[Location identification items]
[BEGIN]

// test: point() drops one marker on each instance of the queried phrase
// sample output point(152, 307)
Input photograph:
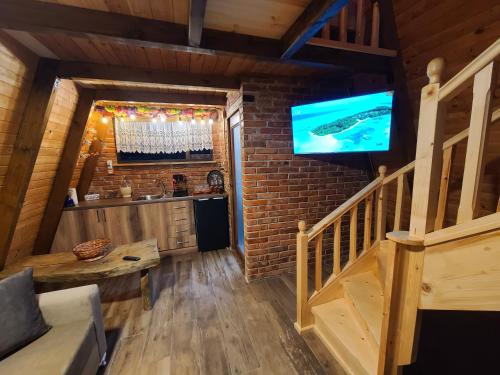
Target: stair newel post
point(403, 318)
point(381, 206)
point(303, 314)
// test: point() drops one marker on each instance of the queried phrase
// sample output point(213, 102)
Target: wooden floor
point(207, 320)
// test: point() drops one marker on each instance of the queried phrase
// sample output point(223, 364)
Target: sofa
point(76, 343)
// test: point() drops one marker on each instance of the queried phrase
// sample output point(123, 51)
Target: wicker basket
point(91, 249)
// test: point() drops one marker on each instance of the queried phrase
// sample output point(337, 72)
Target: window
point(157, 141)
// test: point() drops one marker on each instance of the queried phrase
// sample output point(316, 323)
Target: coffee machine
point(180, 185)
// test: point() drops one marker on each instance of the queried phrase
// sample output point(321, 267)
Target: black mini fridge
point(212, 224)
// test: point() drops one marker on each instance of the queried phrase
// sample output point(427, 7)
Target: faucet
point(163, 186)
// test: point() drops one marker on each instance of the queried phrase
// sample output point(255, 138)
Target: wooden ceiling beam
point(159, 97)
point(312, 20)
point(41, 17)
point(82, 71)
point(62, 179)
point(28, 141)
point(196, 19)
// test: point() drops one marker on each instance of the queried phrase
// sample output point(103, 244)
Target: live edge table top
point(64, 267)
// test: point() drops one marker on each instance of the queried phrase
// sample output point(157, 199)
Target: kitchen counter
point(115, 202)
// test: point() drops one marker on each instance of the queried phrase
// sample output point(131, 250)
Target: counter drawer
point(180, 242)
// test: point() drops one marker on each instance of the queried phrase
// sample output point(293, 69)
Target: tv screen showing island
point(356, 124)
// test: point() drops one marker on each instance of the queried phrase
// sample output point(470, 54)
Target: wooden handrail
point(448, 143)
point(343, 208)
point(470, 228)
point(453, 87)
point(403, 170)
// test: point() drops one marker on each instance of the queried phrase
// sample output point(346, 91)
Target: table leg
point(148, 288)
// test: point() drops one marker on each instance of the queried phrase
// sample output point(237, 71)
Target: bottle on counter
point(126, 189)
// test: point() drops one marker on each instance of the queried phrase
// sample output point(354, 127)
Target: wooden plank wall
point(17, 68)
point(44, 171)
point(458, 31)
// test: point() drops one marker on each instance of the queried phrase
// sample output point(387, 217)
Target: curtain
point(168, 137)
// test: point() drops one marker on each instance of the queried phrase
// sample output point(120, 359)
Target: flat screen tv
point(356, 124)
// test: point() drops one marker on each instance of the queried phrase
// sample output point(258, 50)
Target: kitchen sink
point(149, 197)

[END]

= Work to complete =
Please duplicate the listing from its beginning through the line containing "point(303, 314)", including both ends. Leave the pictures out of your copy.

= Result for this task =
// test: point() drops one marker on each instance of the queried phrase
// sample output point(152, 307)
Input photograph:
Target: stair newel post
point(403, 318)
point(381, 206)
point(303, 314)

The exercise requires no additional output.